- **ABOUT THIS TASK**
Every entry, from first to last, is to be retyped without any alteration.

- **Saved data entries**
----------
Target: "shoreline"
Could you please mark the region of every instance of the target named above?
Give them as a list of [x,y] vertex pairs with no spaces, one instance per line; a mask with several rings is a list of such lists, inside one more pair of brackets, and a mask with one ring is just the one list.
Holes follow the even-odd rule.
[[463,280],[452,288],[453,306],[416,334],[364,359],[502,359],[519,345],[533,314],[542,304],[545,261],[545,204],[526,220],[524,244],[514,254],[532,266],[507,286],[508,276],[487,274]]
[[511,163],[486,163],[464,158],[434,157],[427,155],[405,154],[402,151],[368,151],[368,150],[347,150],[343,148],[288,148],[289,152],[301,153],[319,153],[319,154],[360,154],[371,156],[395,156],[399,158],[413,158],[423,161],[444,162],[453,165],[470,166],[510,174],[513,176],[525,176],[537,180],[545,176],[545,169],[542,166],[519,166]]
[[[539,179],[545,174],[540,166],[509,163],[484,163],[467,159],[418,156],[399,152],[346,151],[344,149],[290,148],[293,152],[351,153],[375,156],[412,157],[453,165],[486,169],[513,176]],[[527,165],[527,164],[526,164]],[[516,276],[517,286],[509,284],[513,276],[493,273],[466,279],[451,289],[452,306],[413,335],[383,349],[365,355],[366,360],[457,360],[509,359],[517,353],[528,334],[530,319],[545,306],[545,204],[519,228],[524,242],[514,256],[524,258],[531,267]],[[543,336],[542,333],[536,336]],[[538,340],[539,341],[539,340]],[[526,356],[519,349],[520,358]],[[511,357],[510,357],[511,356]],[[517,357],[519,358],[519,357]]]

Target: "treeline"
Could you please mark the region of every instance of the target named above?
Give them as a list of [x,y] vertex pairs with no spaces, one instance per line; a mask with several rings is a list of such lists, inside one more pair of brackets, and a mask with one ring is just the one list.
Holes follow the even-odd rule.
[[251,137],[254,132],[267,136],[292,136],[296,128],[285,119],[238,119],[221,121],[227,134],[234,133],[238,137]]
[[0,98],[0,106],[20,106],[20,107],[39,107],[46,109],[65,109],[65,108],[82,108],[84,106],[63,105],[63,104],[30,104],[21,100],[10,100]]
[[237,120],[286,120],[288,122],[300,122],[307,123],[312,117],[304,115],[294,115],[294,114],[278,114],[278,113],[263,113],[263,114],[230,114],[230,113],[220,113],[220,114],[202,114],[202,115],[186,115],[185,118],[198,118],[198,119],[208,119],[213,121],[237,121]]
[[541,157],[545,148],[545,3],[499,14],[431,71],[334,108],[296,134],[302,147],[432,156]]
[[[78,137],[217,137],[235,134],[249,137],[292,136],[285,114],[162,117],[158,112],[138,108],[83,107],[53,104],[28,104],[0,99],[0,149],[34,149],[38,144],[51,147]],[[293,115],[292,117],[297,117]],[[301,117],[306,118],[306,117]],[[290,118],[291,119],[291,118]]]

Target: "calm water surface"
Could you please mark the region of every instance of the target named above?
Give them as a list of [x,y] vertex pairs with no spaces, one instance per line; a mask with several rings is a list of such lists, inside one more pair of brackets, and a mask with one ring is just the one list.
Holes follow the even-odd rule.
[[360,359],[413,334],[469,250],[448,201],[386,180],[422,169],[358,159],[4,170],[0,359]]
----------
- **YOUR RESPONSE**
Target: "shoreline"
Could you please mark the region of every instance of the target named above?
Give them as a list of [x,y] vertex pairs with no spaces, one instance per line; a mask with several rings is a list of such lists, inside one more pair of brackets, and a mask with one ring is just the one list.
Holes follow the even-odd rule.
[[463,280],[452,288],[453,306],[416,334],[364,359],[502,359],[519,345],[533,314],[542,304],[545,261],[545,204],[526,220],[524,244],[514,254],[532,266],[507,286],[508,276],[487,274]]
[[511,163],[486,163],[464,158],[434,157],[427,155],[405,154],[402,151],[368,151],[368,150],[347,150],[343,148],[288,148],[289,152],[301,153],[319,153],[319,154],[360,154],[371,156],[395,156],[399,158],[413,158],[423,161],[444,162],[453,165],[470,166],[510,174],[513,176],[525,176],[537,180],[545,176],[545,169],[542,166],[519,166]]
[[[539,179],[545,174],[540,166],[509,163],[484,163],[467,159],[418,156],[399,152],[346,151],[344,149],[290,148],[293,152],[351,153],[375,156],[412,157],[453,165],[486,169],[513,176]],[[527,165],[527,164],[526,164]],[[516,276],[517,286],[509,284],[513,276],[493,273],[466,279],[451,289],[452,306],[413,335],[383,349],[365,355],[366,360],[457,360],[509,359],[517,353],[528,334],[530,319],[545,306],[545,204],[519,228],[524,242],[514,256],[524,258],[531,267]],[[543,336],[542,333],[536,336]],[[538,340],[539,341],[539,340]],[[526,356],[519,349],[520,358]],[[511,357],[510,357],[511,356]],[[517,357],[519,358],[519,357]]]

Target: "treeline"
Could you please mark the region of every instance of the target named above?
Give them as a list of [x,y] vertex pairs with no spaces, one instance per line; a mask with several rings is a list of such lists, inside one more pair of brackets, and a mask with one ring is just the one list.
Holes follow the even-odd rule.
[[251,137],[254,132],[267,136],[292,136],[296,128],[285,119],[238,119],[221,121],[227,134],[234,133],[238,137]]
[[0,98],[0,106],[20,106],[20,107],[39,107],[46,109],[65,109],[65,108],[82,108],[84,106],[63,105],[63,104],[30,104],[21,100],[10,100]]
[[237,120],[286,120],[288,122],[300,122],[307,123],[312,117],[304,115],[294,115],[294,114],[278,114],[278,113],[263,113],[263,114],[230,114],[230,113],[220,113],[220,114],[202,114],[202,115],[186,115],[185,118],[198,118],[198,119],[208,119],[213,121],[237,121]]
[[541,157],[545,148],[545,3],[499,14],[431,71],[334,108],[296,134],[302,147],[432,156]]
[[[78,137],[217,137],[235,134],[249,137],[292,136],[285,114],[162,117],[158,112],[138,108],[83,107],[53,104],[28,104],[0,99],[0,149],[34,149],[38,144],[51,147]],[[293,115],[292,117],[297,117]],[[301,117],[306,118],[306,117]],[[290,118],[291,119],[291,118]]]

Target: "calm water surface"
Could you please mark the region of every instance of the target named above?
Give them as a list of [x,y] vertex pairs with no spaces, one instance per line; a mask with several rings is a list of such lists, inside one more pair of brackets, and a mask with one ring is just the one list.
Holes follow the even-odd rule.
[[360,359],[413,334],[469,250],[448,201],[386,180],[422,169],[358,159],[4,170],[0,359]]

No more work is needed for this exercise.